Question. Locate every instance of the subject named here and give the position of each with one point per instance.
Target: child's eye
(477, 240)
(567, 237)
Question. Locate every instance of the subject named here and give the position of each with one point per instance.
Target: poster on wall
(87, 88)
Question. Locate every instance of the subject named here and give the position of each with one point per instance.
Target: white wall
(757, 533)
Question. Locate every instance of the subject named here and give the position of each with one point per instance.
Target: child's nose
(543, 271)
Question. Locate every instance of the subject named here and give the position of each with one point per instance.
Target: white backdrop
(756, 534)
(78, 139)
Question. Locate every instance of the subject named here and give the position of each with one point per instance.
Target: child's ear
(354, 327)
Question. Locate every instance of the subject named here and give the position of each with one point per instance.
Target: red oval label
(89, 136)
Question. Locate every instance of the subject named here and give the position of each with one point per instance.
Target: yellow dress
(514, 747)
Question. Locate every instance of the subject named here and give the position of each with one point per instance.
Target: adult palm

--

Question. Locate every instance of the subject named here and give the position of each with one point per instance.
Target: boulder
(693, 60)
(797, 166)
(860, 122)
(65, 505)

==

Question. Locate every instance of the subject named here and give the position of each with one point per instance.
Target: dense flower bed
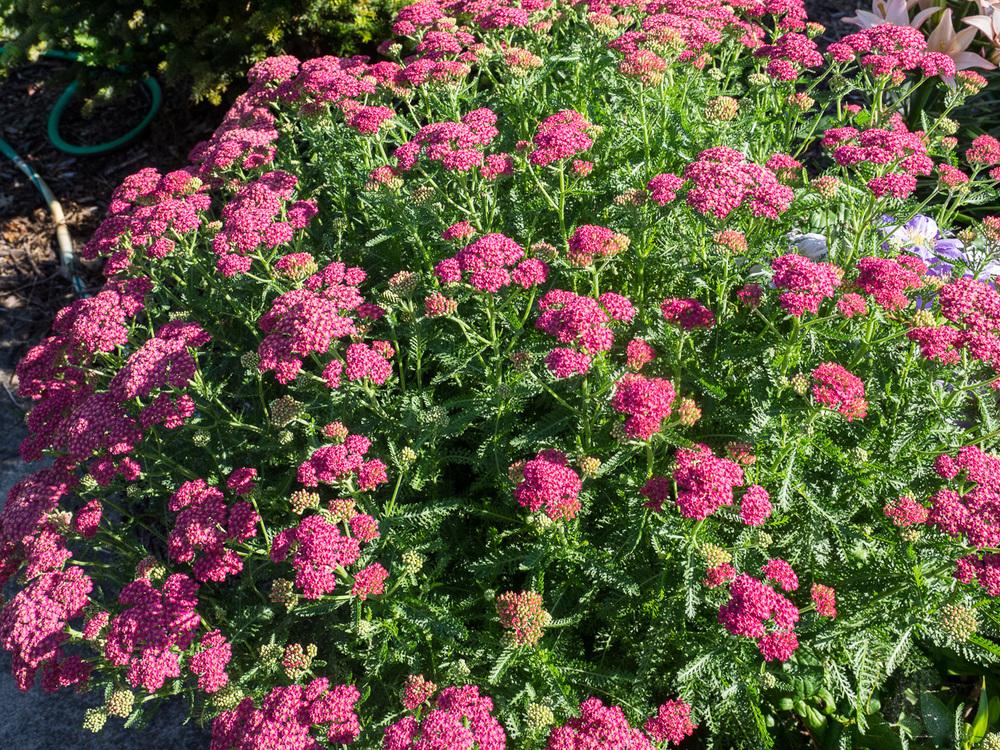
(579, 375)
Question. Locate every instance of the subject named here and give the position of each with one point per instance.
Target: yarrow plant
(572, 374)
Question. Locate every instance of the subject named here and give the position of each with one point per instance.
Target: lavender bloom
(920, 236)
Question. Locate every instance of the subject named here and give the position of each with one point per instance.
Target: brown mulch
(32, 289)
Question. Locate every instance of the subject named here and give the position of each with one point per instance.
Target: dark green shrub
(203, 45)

**TASK DESCRIPTION**
Collect every line of the data above that contains the string "child", copying each line in full.

**THE COMPLETED TASK**
Target: child's eye
Target: child's nose
Target: child's ear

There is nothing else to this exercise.